Given data:
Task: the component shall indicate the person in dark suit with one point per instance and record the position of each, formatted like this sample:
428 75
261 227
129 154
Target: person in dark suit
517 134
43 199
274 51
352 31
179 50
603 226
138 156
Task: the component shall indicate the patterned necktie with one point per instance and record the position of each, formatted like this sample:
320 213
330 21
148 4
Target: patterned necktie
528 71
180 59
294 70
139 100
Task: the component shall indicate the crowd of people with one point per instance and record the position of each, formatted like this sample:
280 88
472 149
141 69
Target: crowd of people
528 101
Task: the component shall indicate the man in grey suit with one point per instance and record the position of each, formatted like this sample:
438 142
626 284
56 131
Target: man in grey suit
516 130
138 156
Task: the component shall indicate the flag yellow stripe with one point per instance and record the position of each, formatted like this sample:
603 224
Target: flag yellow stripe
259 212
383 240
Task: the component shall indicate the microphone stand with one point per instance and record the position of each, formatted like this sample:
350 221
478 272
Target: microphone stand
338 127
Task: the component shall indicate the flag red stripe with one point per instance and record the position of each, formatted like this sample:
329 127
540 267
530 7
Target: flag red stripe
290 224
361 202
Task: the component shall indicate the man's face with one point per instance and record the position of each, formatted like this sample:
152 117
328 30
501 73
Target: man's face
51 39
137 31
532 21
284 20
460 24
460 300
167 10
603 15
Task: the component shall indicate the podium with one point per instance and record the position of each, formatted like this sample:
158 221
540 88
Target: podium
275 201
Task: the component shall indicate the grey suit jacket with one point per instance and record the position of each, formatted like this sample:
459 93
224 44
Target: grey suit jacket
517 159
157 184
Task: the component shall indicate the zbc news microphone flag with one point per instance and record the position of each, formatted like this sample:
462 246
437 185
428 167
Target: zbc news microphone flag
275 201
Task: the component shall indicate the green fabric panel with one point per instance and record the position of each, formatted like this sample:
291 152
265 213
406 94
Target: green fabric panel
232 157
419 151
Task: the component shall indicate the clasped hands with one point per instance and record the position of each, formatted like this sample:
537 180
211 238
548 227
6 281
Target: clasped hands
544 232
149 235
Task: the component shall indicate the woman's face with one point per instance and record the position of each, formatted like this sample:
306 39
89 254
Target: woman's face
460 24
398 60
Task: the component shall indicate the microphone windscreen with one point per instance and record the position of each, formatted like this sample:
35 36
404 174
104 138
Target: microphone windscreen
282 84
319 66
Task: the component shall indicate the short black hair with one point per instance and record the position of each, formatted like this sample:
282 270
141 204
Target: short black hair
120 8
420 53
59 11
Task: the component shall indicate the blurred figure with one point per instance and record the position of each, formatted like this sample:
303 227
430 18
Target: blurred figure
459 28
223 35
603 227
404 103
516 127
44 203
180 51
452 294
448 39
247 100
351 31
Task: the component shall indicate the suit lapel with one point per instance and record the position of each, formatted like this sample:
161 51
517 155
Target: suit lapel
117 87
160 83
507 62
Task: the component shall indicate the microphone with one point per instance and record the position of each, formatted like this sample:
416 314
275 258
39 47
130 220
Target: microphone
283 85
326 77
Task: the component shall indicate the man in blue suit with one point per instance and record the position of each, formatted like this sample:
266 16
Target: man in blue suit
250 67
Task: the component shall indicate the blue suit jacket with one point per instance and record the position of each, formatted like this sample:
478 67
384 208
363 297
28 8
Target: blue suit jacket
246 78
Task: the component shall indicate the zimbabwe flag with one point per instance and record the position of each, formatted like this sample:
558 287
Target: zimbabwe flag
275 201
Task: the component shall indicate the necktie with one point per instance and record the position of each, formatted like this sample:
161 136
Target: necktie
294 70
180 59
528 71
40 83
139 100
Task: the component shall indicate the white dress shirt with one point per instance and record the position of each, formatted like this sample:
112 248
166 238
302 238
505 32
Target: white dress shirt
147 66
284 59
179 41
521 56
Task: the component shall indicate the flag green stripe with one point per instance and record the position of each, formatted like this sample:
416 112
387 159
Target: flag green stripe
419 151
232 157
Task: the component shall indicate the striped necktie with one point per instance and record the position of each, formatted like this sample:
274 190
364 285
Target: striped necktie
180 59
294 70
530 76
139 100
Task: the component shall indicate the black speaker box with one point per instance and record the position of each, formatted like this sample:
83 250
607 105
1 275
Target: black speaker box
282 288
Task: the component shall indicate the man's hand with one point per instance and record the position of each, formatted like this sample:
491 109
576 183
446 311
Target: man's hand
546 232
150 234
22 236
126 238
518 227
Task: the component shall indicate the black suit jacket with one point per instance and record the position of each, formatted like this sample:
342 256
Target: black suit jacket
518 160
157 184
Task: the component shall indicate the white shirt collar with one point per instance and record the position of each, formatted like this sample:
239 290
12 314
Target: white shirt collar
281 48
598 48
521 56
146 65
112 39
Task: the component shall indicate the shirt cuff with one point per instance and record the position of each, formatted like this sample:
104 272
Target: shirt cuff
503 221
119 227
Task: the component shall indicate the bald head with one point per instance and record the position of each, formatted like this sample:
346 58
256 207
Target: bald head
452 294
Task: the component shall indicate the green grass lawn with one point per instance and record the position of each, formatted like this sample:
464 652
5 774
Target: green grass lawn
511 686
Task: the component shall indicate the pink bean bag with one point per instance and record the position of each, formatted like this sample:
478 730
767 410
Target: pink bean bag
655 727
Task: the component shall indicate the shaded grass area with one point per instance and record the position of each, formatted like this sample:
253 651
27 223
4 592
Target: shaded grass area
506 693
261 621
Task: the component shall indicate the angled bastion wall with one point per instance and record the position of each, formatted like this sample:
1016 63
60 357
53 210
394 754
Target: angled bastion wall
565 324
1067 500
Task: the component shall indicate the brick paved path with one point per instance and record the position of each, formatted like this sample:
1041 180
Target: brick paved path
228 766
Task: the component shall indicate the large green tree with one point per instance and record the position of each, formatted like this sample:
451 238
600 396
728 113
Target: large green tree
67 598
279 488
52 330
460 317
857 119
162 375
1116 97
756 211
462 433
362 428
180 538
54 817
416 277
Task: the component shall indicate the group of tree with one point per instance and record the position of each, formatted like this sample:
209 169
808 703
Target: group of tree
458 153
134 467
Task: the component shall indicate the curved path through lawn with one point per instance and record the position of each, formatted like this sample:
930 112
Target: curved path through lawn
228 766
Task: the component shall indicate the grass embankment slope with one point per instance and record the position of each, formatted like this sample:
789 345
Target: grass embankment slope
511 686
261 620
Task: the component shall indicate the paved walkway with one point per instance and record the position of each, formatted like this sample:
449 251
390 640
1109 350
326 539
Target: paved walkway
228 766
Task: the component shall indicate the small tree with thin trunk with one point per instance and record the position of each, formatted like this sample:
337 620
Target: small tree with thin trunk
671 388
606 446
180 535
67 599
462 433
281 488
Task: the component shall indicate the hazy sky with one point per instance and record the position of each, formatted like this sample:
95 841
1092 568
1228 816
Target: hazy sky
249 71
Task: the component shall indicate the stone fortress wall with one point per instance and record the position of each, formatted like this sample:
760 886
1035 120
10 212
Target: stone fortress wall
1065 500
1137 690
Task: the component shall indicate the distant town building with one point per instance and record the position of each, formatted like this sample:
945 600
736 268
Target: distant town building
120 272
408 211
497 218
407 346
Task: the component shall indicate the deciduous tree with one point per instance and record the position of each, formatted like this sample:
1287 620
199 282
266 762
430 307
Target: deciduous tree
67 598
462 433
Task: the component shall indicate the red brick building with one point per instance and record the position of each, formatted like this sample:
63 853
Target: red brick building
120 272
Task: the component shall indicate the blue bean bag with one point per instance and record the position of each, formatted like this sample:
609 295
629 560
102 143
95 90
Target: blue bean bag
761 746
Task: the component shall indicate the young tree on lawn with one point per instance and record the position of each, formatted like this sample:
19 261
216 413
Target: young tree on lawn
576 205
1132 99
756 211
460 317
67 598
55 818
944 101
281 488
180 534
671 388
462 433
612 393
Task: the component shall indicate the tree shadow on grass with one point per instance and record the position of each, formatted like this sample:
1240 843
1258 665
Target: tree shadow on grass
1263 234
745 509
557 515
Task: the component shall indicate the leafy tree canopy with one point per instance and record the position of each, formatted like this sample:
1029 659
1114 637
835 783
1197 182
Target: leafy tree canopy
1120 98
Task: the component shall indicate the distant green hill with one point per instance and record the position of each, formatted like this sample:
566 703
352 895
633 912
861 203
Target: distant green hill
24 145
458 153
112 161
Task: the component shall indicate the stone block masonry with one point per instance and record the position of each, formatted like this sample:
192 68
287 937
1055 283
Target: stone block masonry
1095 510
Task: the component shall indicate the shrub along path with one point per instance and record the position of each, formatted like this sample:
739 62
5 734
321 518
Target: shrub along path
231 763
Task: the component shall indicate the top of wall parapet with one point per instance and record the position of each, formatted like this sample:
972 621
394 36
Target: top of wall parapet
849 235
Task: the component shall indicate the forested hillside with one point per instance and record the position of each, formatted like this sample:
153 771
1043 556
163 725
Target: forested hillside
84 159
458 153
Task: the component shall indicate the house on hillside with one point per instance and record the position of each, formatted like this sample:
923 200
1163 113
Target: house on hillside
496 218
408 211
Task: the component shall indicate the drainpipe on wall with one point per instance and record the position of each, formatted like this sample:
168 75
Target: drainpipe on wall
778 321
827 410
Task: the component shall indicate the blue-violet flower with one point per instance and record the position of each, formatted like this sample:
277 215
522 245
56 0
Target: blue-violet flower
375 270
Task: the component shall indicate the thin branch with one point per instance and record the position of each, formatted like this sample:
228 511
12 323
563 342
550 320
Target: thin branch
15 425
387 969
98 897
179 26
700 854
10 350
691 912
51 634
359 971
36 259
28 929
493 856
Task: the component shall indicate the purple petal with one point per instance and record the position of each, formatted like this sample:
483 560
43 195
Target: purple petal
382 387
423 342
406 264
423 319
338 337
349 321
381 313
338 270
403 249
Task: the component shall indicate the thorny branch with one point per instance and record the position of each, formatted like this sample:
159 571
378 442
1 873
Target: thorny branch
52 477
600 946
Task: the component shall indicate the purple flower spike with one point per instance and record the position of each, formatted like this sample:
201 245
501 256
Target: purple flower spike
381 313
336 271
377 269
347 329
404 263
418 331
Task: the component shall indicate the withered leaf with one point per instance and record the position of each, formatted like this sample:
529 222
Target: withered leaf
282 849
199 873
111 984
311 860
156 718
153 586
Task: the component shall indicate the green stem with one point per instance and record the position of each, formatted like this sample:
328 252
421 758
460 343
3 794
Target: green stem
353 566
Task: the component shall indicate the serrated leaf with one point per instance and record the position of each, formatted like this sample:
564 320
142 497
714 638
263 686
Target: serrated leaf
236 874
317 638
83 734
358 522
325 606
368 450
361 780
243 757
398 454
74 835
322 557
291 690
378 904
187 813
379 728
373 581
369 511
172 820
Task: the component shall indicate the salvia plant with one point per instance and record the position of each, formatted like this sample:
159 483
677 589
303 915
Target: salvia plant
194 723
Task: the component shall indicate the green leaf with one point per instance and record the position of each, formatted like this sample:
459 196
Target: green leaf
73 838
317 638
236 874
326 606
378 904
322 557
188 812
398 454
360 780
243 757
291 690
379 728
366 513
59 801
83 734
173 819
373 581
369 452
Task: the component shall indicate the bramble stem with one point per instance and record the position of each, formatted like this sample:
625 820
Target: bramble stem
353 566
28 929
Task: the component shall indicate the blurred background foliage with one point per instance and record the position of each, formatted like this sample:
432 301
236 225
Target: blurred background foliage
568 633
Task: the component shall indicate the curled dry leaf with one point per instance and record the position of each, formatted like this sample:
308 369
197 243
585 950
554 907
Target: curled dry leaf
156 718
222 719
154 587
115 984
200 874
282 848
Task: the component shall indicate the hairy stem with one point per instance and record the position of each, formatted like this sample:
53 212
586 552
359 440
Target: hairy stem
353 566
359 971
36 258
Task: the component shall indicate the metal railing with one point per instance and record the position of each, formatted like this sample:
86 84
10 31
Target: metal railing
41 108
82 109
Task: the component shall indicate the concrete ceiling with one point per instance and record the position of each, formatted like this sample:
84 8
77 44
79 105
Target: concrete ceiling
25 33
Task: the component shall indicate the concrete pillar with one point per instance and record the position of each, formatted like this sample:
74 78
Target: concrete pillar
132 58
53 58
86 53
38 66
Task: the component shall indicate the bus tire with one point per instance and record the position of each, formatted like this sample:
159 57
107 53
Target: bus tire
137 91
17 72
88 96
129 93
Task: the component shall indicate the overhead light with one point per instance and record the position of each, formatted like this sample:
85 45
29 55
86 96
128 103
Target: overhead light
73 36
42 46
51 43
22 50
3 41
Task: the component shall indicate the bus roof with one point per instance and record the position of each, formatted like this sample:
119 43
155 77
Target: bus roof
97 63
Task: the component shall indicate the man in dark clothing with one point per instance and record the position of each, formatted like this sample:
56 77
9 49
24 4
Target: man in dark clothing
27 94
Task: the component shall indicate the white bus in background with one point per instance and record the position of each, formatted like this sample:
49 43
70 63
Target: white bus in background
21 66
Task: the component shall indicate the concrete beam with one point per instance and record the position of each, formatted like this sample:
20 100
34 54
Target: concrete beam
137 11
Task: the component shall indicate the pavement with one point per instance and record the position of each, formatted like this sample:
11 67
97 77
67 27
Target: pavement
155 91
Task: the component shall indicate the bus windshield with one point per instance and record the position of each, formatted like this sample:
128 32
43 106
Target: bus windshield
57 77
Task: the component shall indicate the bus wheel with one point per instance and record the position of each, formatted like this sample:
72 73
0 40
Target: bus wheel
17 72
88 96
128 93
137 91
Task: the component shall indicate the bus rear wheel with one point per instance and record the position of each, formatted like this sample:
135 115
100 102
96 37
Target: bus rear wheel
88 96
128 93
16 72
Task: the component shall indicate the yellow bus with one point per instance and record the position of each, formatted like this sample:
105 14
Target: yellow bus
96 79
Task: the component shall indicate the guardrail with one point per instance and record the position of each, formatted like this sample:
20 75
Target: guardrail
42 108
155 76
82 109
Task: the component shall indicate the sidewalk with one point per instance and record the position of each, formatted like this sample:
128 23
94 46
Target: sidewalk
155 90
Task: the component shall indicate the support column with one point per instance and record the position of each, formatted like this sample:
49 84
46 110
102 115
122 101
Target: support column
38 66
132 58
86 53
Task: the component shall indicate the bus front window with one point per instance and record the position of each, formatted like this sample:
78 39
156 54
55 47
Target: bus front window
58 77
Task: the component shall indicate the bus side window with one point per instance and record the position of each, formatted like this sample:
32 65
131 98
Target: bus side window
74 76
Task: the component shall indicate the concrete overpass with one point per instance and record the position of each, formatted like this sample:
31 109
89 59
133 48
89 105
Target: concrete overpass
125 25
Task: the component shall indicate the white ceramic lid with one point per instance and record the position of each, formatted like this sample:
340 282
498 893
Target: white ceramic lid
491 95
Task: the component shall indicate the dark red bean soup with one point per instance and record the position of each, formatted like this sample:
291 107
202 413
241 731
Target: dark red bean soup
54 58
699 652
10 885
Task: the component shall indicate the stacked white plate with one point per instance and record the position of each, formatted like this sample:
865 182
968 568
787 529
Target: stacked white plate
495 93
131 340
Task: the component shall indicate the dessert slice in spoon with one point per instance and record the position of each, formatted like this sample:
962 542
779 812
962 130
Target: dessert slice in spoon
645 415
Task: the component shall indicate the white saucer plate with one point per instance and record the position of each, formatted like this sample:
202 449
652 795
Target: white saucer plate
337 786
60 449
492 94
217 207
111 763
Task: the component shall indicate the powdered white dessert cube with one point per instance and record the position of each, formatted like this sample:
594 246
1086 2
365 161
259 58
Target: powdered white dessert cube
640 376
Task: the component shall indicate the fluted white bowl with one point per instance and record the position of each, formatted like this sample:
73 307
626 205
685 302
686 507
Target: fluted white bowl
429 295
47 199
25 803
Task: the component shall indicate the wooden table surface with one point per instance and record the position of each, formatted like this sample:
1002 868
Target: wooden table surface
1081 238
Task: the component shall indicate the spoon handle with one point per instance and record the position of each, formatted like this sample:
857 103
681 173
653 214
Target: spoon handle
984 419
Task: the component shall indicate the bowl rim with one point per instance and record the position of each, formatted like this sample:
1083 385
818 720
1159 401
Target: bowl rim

Exercise details:
Write out exactly the lines of the entries above that run from the line containing "Task: the component shall indicate the dessert" through the last line, including both.

Solution:
Task: the component shall indicate the dessert slice in spoon with one point per instance and record the position of each, formatted like this sample:
962 542
779 812
962 130
Target: dessert slice in spoon
645 415
Task: the component shall indicate the white saucer plate with one point per instance and record the position of each, formatted like this sample:
202 449
652 795
Target: white saucer plate
337 786
60 449
492 94
217 207
111 763
Task: the component shall indicate the powdered white dessert cube with one point per instance and record the position of each, formatted like this sample:
594 246
1086 2
365 161
259 58
Target: powdered white dessert cube
640 376
Task: the component shall indicate the fluted white bowl with one point per instance and record the position of each, formatted like this sample:
73 307
626 205
685 302
686 507
Target: fluted white bowl
429 295
47 199
25 803
Task: the component shall indicate the wooden table surface with one point per instance and record the position of each, formatted like this sample:
1002 868
Target: wooden table surface
1081 238
Task: the component shall indicate the spoon handle with one point per instance and record the position of each, formatted like this sample:
857 103
681 173
653 214
Target: spoon handle
984 419
Task: the component shall indicate the bowl rim with one point per instance and record the position of each, formatted like this sample:
1083 385
818 720
1159 401
Target: bowl rim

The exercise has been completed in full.